Questions to answer:
1. According to the court opinion below, what length of suspension did the referee recommend for Mills?
2. Render this sentence from the court opinion below into Spanish: "Disciplinary charges against an attorney must be established by clear and convincing evidence."

Source text:
....
It was further alleged that Mills' conduct violated Neb.Rev.Stat. § 76-218 (Reissue 1996) (violation of notary's duty).

REFEREE'S FINDINGS

A referee was appointed to conduct a hearing in this matter. In a report filed February 21, 2003, the referee found there was clear and convincing evidence that Mills had violated Canon 1, DR 1-102(A)(1) and (3) through (6); Canon 6, DR 6-101(A)(1) and (2); and Canon 7, DR 7-102(A)(4) through (8); as well as § 76-218. The referee found there was not clear and convincing evidence as to any violation of DR 6-101(A)(3). The referee recommended a suspension of 5 months, noting that

[t]he nature of the offense is extremely serious; the need for deterring others is evident; the maintenance of the Bar's reputation and protection of the public militates in favor of some substantial punishment; the attitude of the Respondent was cooperative and remorseful and is taken into account; and, finally, the behavior of the Respondent does bring into question his fitness to continue to practice law.

ASSIGNMENTS OF ERROR

The Counsel for Discipline filed an exception to the referee's recommended sanction as being too lenient. Mills filed cross-exceptions to (1) the referee's finding that "the behavior of the Respondent does bring into question his fitness to continue to practice law" and (2) the referee's recommended sanction, arguing that the record supported a sanction of a suspension of no greater than 60 days.

STANDARD OF REVIEW

A proceeding to discipline an attorney is a trial de novo on the record, in which the Nebraska Supreme Court reaches a conclusion independent of the findings of the referee; provided, however, that where the credible evidence is in conflict on a material issue of fact, the court considers and may give weight to the fact that the referee heard and observed the witnesses and accepted one version of the facts rather than another. State ex rel. Counsel for Dis. v. Achola, 266 Neb. 808, 669 N.W.2d 649 (2003). Disciplinary charges against an attorney must be established by clear and convincing evidence. Id.

ANALYSIS

We read Mills' exception to the referee's finding that "the behavior of Respondent does bring into question his fitness to continue to practice law" as relating only to the referee's recommended sanction. When no exceptions to the referee's findings of fact are filed by either party in a disciplinary proceeding, the court may, at its discretion, adopt the findings of the referee as final and conclusive. Achola, supra. Because neither party has filed exceptions to the referee's findings of fact, we consider them final and conclusive pursuant to Neb. Ct. R. of Discipline 10(L) (rev. 2001). We therefore adopt the referee's findings of fact and conclude that clear and convincing evidence establishes that Mills violated DR 1-102(A)(1) and (3) through (6); DR 6-101(A)(1) and (2); DR 7-102(A)(4) through (8); and § 76-218. Thus, we determine that the only issue remaining for this court's consideration is the appropriate sanction.
....
Dataset entries:
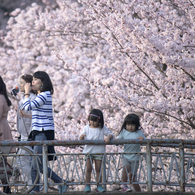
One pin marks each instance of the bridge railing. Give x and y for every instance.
(166, 165)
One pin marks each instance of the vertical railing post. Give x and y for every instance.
(45, 169)
(149, 167)
(181, 167)
(104, 173)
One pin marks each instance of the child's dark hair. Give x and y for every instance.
(47, 84)
(28, 79)
(131, 119)
(95, 115)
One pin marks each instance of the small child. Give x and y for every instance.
(95, 131)
(131, 130)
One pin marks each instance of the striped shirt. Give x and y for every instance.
(42, 111)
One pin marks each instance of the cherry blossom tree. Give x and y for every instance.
(119, 56)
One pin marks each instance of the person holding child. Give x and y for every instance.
(95, 131)
(24, 118)
(42, 122)
(131, 130)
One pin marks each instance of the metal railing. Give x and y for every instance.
(168, 164)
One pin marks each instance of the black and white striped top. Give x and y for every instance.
(42, 111)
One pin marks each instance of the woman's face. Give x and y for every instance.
(22, 84)
(130, 127)
(37, 84)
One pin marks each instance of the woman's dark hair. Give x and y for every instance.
(28, 79)
(131, 119)
(3, 91)
(47, 84)
(95, 115)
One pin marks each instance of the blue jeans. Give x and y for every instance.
(38, 150)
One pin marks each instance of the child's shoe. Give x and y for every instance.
(87, 188)
(100, 189)
(63, 188)
(126, 189)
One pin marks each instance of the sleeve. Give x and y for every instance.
(83, 131)
(141, 134)
(40, 100)
(1, 107)
(108, 132)
(120, 136)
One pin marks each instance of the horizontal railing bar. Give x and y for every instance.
(153, 142)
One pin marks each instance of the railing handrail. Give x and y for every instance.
(152, 142)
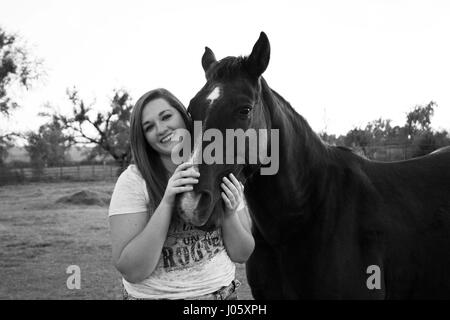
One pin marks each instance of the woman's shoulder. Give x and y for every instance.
(131, 173)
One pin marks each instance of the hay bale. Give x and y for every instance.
(86, 197)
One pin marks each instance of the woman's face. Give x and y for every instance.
(160, 121)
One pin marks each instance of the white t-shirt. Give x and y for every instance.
(192, 262)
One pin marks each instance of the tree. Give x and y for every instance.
(111, 129)
(419, 119)
(48, 146)
(16, 67)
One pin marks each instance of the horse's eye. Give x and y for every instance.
(245, 111)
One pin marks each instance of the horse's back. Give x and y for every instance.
(414, 207)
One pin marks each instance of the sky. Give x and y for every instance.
(340, 63)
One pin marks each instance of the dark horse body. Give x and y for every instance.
(329, 214)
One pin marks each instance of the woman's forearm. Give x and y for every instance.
(140, 256)
(238, 241)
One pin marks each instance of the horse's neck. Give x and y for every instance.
(302, 153)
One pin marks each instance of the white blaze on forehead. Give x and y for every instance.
(214, 95)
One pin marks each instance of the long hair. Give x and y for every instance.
(147, 159)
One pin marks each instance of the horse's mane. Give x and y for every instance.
(227, 68)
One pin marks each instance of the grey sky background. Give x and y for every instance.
(339, 63)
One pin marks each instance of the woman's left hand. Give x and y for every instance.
(232, 195)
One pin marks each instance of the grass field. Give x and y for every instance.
(40, 238)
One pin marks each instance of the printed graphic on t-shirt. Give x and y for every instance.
(186, 246)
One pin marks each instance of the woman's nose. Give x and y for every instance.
(161, 128)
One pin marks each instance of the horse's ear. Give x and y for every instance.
(258, 60)
(208, 58)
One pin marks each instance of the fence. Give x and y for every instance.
(67, 173)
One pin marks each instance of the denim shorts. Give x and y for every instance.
(225, 293)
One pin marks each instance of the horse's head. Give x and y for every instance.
(230, 100)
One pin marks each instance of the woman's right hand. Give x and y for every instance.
(181, 180)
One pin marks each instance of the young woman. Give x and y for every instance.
(159, 255)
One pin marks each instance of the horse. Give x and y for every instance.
(329, 224)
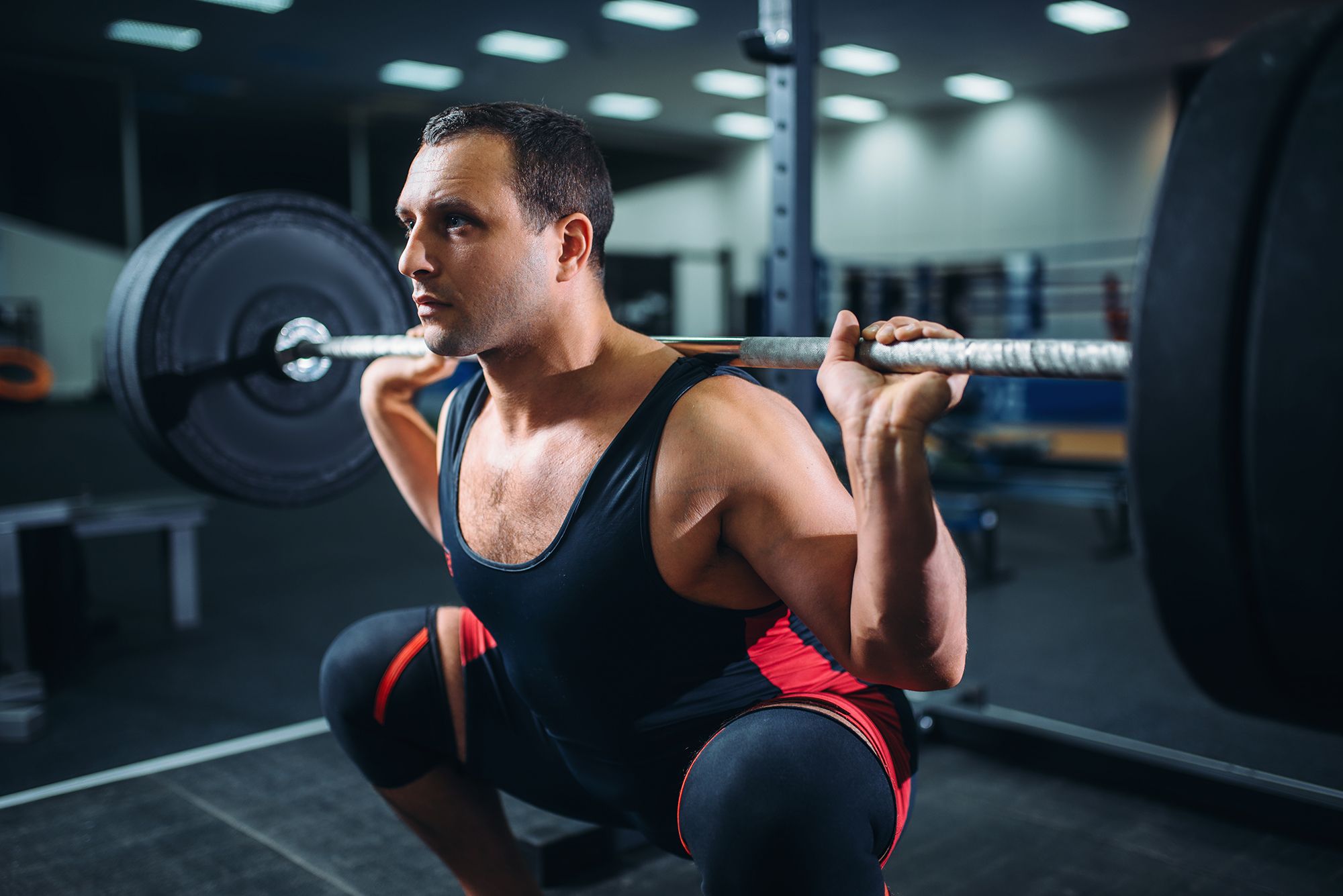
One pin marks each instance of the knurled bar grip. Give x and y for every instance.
(1050, 358)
....
Outputs by task:
1. A suspension of 5 months.

2. Los cargos disciplinarios contra un abogado deben establecerse mediante pruebas claras y convincentes.